Directive: Convert the material below into a two-column CSV with the header input,output and one row for each line beginning "Objective —". Put that line's text under input and all the Point lines after it under output, quoting every field and replacing the line breaks inside it with spaces.

## begin Supplied entries

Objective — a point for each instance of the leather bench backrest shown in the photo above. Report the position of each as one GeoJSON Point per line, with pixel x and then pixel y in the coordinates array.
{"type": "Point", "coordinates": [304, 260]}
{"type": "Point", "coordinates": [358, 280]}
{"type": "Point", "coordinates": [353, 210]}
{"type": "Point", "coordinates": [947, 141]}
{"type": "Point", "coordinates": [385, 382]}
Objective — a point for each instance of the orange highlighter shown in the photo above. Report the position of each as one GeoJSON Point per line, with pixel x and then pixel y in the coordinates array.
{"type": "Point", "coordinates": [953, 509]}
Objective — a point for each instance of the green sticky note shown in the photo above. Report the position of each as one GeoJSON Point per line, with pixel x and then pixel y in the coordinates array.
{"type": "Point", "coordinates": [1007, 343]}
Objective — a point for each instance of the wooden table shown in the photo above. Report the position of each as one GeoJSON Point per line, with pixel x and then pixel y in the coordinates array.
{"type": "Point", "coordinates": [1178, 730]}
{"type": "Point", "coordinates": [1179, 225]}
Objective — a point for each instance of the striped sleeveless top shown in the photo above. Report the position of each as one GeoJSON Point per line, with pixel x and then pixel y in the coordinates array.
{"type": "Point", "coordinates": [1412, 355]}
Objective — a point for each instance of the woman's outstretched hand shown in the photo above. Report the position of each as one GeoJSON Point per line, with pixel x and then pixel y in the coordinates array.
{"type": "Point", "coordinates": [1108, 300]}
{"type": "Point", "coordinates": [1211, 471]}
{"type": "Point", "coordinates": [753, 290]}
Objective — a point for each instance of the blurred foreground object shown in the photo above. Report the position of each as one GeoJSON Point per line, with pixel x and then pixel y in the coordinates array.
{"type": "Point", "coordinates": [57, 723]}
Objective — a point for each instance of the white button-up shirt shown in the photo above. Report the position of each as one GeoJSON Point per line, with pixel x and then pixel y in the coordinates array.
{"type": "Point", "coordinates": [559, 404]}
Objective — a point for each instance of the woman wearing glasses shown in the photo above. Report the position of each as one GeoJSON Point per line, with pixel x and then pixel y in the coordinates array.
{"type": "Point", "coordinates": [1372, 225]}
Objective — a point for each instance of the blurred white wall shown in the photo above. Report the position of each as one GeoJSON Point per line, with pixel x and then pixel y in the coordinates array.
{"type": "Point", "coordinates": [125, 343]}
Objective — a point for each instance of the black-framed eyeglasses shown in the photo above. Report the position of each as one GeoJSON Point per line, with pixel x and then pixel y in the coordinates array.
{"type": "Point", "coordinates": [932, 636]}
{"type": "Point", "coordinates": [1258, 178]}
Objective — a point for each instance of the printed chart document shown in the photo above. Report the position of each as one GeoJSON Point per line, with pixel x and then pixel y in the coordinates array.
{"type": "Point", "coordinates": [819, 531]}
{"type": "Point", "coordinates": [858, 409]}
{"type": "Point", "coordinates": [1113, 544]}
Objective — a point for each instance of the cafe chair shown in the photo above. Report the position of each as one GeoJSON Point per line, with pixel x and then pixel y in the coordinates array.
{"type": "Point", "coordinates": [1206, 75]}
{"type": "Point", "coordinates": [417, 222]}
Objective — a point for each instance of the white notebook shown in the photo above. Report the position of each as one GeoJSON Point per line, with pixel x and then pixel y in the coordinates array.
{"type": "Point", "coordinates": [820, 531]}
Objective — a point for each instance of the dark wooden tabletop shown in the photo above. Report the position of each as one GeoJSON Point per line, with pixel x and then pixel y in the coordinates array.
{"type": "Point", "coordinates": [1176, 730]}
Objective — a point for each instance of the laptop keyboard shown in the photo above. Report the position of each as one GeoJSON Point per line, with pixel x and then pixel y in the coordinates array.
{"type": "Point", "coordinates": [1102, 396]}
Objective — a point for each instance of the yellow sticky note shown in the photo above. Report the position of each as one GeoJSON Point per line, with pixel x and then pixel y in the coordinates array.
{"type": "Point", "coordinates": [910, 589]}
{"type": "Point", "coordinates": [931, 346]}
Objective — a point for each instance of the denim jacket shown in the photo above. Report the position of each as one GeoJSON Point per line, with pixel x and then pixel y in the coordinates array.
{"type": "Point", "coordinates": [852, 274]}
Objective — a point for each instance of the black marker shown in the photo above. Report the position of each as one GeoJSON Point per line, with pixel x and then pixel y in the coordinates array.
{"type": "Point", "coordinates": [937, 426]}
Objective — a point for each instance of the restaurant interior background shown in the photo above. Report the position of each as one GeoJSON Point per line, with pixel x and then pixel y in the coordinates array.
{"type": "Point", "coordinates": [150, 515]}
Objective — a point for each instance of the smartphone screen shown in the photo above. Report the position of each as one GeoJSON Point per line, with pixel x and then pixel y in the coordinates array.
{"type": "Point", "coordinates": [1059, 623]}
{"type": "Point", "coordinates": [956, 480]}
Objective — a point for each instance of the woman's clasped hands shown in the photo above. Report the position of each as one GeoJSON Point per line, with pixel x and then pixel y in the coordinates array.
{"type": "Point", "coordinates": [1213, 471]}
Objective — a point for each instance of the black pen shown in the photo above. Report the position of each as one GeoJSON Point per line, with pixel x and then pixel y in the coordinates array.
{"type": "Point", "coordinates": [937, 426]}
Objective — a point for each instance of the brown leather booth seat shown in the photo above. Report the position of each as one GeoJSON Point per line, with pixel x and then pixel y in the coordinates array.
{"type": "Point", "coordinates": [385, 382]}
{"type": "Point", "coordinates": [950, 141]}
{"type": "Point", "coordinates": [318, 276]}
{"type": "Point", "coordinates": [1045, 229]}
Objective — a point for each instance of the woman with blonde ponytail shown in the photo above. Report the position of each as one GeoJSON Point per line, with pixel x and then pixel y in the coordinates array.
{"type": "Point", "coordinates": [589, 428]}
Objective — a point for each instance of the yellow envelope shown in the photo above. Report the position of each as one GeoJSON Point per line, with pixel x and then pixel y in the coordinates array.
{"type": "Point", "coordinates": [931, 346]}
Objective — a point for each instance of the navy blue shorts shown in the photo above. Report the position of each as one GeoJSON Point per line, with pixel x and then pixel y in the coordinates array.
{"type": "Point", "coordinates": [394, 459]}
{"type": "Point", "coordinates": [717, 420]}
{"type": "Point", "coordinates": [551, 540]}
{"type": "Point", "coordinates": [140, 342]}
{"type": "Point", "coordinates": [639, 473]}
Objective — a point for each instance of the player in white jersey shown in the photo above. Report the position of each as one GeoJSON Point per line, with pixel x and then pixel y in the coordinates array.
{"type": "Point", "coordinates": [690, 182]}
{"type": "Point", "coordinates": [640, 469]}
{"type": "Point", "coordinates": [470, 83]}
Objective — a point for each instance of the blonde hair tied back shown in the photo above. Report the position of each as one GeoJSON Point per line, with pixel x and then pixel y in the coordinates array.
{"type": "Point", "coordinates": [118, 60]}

## end Supplied entries

Final answer:
input,output
"Objective — a point for each instance of the leather bench backrest shown in the photo above. Report the position of each as one GeoJSON Point per line, with pixel x and then pixel y in the coordinates array.","{""type"": ""Point"", ""coordinates"": [304, 260]} {""type"": ""Point"", ""coordinates"": [358, 280]} {""type"": ""Point"", ""coordinates"": [353, 210]} {""type"": ""Point"", ""coordinates"": [947, 141]} {""type"": ""Point"", ""coordinates"": [385, 382]}"
"Objective — a point for each instance of the orange highlighter shown in the photo above. Report the position of each as one GeoJSON Point per line, with pixel x and then pixel y in the coordinates array.","{""type"": ""Point"", ""coordinates"": [953, 509]}"
"Objective — a point for each instance of the green sticky note shown in the photo above. Report the position of each as one GeoJSON Point per line, with pixel x and then pixel y in the coordinates array.","{""type"": ""Point"", ""coordinates"": [1007, 343]}"
"Objective — a point for each instance of the wooden table shown in the photo above. Report the position of each as one GeoJSON Point per line, with pixel x and then pixel y in the coordinates array.","{""type"": ""Point"", ""coordinates"": [1178, 730]} {""type"": ""Point"", ""coordinates"": [1179, 225]}"
"Objective — a point for each instance of the striped sleeveless top shown in the photo above. Report the position of each as one GeoJSON Point per line, with pixel x and then pixel y in the coordinates array.","{""type"": ""Point"", ""coordinates"": [1412, 355]}"
"Objective — a point for each instance of the woman's outstretched hand shown in the photo above. Report the position of each as one GeoJSON Point per line, with pixel x and then pixel y in the coordinates array.","{""type"": ""Point"", ""coordinates"": [1108, 300]} {""type"": ""Point"", ""coordinates"": [1211, 471]} {""type"": ""Point"", ""coordinates"": [753, 290]}"
"Objective — a point for each instance of the blurred foreground object shown in the photo above. Report the position of each as one GeoJSON Point per line, with pixel x and then pixel y in the coordinates array.","{""type"": ""Point"", ""coordinates"": [57, 723]}"
"Objective — a point for each instance of the white button-up shirt shown in the photo above. Report the position of each as one GeoJSON Point per line, with pixel x and then pixel y in the coordinates array.","{""type"": ""Point"", ""coordinates"": [559, 404]}"
"Objective — a point for each instance of the woman wearing glasses shown in the photo above. Report the position of each as one GeoJSON Point per line, with pixel x and then pixel y in the coordinates array.","{""type"": ""Point"", ""coordinates"": [1372, 225]}"
"Objective — a point for each instance of the blurred white wall shown in the photo above. Report the position of each as one GeoJSON Point per line, with pixel x and then pixel y in the coordinates array.","{""type"": ""Point"", ""coordinates"": [125, 343]}"
"Objective — a point for each instance of the black-framed eyeglasses shown in the photo above. Report the position of each as one GeoJSON Point per line, with pixel x and then pixel y in the coordinates array.","{""type"": ""Point"", ""coordinates"": [932, 636]} {""type"": ""Point"", ""coordinates"": [1258, 178]}"
"Objective — a point for each instance of the printed chart document shown in the photo above. Report the position of each as one GeoJSON Point per line, with pixel x and then pixel y in the coordinates array.","{""type"": ""Point"", ""coordinates"": [819, 531]} {""type"": ""Point"", ""coordinates"": [858, 409]} {""type"": ""Point"", ""coordinates"": [1113, 544]}"
"Objective — a point for each instance of the cafe chair shown in the photo above. Report the position of each as one GeoJSON Point per line, with pixel x and then pixel y in the coordinates array.","{""type"": ""Point"", ""coordinates"": [1206, 75]} {""type"": ""Point"", ""coordinates"": [417, 222]}"
"Objective — a point for each instance of the white notebook shown in the photo above. Report the position of each as one GeoJSON Point per line, with pixel x and then pixel y in the coordinates array.","{""type"": ""Point"", ""coordinates"": [820, 531]}"
"Objective — a point for each instance of the dark wooden tabletop shown in the photo above. Report the position of each as one GeoJSON Point per line, with pixel x and then pixel y in the coordinates array.","{""type"": ""Point"", ""coordinates"": [1176, 730]}"
"Objective — a point for each instance of the laptop keyboard shown in the photo above. Report the position of each as one GeoJSON Point per line, with pixel x and then pixel y in the coordinates array.","{""type"": ""Point"", ""coordinates"": [1102, 396]}"
"Objective — a point for each instance of the yellow sticky note shown in the photo above. Report the position of each as one GeoJSON Point per line, with pixel x and then pixel y in the coordinates array.","{""type"": ""Point"", ""coordinates"": [910, 589]} {""type"": ""Point"", ""coordinates"": [931, 346]}"
"Objective — a point for each instance of the denim jacket shown in the photo above. Report the position of each as one GeoJSON Point per line, with pixel x and then pixel y in the coordinates array.","{""type"": ""Point"", ""coordinates"": [852, 274]}"
"Objective — a point for each instance of the black marker shown in the photo above. Report the position of each as one GeoJSON Point per line, with pixel x and then pixel y in the coordinates array.","{""type"": ""Point"", ""coordinates"": [937, 426]}"
"Objective — a point for each instance of the restaurant interior background shown in the photo above. Report the position of each as one GeoJSON Point per line, with pixel x and then pixel y in the coordinates array.","{""type"": ""Point"", ""coordinates"": [150, 515]}"
"Objective — a point for each instance of the smartphone screen shown in the photo above. Report the position of each as one GeoJSON Point per line, with pixel x and then pixel y in the coordinates array.","{""type"": ""Point"", ""coordinates"": [1059, 623]} {""type"": ""Point"", ""coordinates"": [956, 480]}"
"Objective — a point for each instance of the woman's clasped hands shown in the photo above. Report the position of each as one GeoJSON Point per line, with pixel x and then pixel y in the coordinates array.","{""type"": ""Point"", ""coordinates"": [1213, 471]}"
"Objective — a point for each instance of the black pen shown in the photo above. Report the position of each as one GeoJSON Point per line, with pixel x and then pixel y in the coordinates array.","{""type"": ""Point"", ""coordinates"": [937, 426]}"
"Objective — a point for each instance of the brown leather booth seat shown in the photo above. Report the position of each as one GeoJSON Point per line, with pixel x and then pixel y in the coordinates array.","{""type"": ""Point"", ""coordinates"": [385, 382]} {""type"": ""Point"", ""coordinates"": [950, 141]} {""type"": ""Point"", ""coordinates"": [318, 276]} {""type"": ""Point"", ""coordinates"": [1045, 229]}"
"Objective — a point for each instance of the woman with blonde ponytail shown in the photo above. Report the position of each as one GeoJSON Point per line, with pixel x and then pixel y in the coordinates array.","{""type"": ""Point"", ""coordinates"": [589, 428]}"
"Objective — a point for each instance of the yellow envelope shown in the photo above. Report the position of each as one GeoJSON Point per line, with pixel x and then pixel y in the coordinates array.","{""type"": ""Point"", ""coordinates"": [931, 346]}"
"Objective — a point for each instance of the navy blue shorts shown in the photo above. Report the position of each as one GeoJSON Point per line, with pixel x and then pixel y in the coordinates array.","{""type"": ""Point"", ""coordinates"": [394, 459]} {""type"": ""Point"", ""coordinates"": [717, 420]} {""type"": ""Point"", ""coordinates"": [551, 540]} {""type"": ""Point"", ""coordinates"": [140, 342]} {""type"": ""Point"", ""coordinates"": [639, 473]}"
"Objective — a point for each instance of the player in white jersey shown in the photo above. Report the position of each as one GeoJSON Point per line, with pixel x and then pixel y in the coordinates array.","{""type"": ""Point"", ""coordinates"": [690, 182]} {""type"": ""Point"", ""coordinates"": [640, 469]} {""type"": ""Point"", ""coordinates"": [470, 83]}"
"Objective — a point for each instance of the blonde hair tied back shown in the photo above. Report the position of each as one GeoJSON Point per line, with pixel x and then pixel y in the coordinates array.","{""type"": ""Point"", ""coordinates"": [118, 60]}"